→ THE PROBLEM: Print the lines that run from the line with "Target: white ceiling" to the line with "Task: list a point for each instance of the tree", keeping both end lines, exactly as they appear in the entries below, and nothing else.

→ Collected data entries:

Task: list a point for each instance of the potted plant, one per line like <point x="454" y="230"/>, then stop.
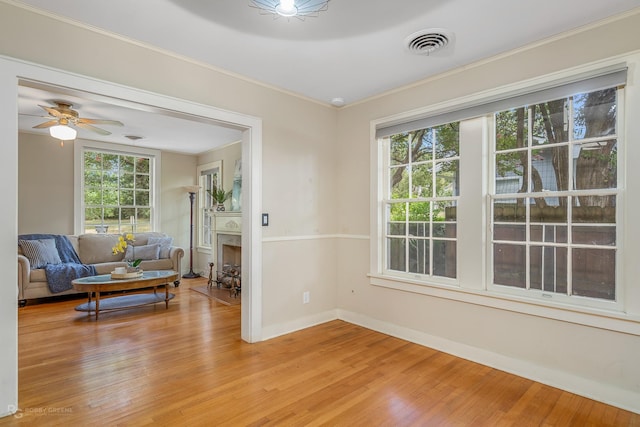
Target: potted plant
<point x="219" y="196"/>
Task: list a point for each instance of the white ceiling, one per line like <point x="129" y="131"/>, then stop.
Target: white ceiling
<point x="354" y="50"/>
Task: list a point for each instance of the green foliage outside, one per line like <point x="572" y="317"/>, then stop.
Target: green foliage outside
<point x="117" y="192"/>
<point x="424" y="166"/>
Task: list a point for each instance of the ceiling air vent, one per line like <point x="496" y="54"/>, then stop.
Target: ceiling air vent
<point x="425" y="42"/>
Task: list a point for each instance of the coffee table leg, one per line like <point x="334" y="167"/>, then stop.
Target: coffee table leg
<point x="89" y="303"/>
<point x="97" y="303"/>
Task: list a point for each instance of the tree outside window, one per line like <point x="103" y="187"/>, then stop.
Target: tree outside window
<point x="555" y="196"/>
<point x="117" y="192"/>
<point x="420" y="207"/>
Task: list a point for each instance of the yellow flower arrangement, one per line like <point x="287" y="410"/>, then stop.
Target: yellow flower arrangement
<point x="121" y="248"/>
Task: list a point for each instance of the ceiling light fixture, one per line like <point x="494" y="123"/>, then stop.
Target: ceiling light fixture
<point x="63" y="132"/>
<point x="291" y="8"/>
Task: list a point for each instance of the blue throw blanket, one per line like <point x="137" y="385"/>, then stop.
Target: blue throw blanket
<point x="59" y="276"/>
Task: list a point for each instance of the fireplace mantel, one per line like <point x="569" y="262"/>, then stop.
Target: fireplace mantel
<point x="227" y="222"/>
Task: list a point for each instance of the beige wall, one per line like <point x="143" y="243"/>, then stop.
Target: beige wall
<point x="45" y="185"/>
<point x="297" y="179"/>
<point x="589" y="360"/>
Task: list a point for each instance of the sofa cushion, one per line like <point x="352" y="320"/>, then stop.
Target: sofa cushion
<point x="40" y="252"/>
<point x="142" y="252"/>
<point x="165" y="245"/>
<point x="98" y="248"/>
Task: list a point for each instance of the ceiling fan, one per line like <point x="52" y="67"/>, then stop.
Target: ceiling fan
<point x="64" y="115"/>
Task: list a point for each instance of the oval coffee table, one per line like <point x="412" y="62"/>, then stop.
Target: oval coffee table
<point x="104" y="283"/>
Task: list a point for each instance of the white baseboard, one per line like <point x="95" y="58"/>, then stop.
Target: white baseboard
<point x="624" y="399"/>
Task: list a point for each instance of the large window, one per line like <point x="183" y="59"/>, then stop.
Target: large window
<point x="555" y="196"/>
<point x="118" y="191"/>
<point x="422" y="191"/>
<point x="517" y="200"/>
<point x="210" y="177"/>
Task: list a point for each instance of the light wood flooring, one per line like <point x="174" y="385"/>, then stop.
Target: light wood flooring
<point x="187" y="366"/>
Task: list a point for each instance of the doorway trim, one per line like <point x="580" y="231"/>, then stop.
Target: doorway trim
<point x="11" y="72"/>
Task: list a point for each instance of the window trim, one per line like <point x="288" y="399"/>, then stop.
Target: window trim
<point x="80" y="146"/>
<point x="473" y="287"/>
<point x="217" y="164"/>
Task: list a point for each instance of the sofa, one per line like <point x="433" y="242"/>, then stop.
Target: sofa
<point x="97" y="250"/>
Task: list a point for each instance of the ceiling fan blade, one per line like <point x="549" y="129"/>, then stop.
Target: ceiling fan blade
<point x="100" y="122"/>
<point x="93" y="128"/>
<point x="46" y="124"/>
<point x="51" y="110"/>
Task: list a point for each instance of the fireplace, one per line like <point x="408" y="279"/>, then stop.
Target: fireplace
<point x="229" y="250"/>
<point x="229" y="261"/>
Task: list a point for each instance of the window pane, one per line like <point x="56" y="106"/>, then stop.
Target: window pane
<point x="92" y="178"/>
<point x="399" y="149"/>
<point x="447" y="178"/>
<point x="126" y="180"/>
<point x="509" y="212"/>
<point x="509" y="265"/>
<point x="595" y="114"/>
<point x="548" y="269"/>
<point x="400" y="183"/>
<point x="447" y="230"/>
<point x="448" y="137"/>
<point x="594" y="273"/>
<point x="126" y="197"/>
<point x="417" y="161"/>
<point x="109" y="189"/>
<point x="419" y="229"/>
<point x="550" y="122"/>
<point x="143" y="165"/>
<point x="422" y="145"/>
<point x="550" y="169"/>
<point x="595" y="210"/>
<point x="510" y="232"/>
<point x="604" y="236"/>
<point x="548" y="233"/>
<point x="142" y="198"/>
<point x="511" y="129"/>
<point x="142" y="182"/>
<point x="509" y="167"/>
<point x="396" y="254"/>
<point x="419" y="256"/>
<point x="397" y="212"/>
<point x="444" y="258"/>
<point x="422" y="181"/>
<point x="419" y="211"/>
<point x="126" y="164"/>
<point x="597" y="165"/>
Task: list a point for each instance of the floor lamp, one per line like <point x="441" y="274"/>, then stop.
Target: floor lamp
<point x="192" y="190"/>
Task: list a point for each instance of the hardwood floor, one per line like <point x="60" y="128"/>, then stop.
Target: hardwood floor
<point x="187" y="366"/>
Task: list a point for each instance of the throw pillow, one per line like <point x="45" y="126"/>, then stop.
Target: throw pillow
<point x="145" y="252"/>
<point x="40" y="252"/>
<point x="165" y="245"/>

→ FINAL ANSWER:
Target: white ceiling
<point x="354" y="50"/>
Task: list a point for each instance of the green foliage outside, one per line like <point x="572" y="317"/>, then stop.
Target: green foliage outside
<point x="117" y="192"/>
<point x="424" y="166"/>
Task: list a point for each instance of the ceiling air vent, one per line like <point x="496" y="54"/>, then stop.
Target: ceiling air vent
<point x="425" y="42"/>
Task: list a point for each instance of the coffee table leg, one per line like <point x="334" y="167"/>, then stop.
Target: coffee table leg
<point x="89" y="303"/>
<point x="97" y="303"/>
Task: list a point for each instance of the tree outside window, one per line like <point x="103" y="187"/>, then stop.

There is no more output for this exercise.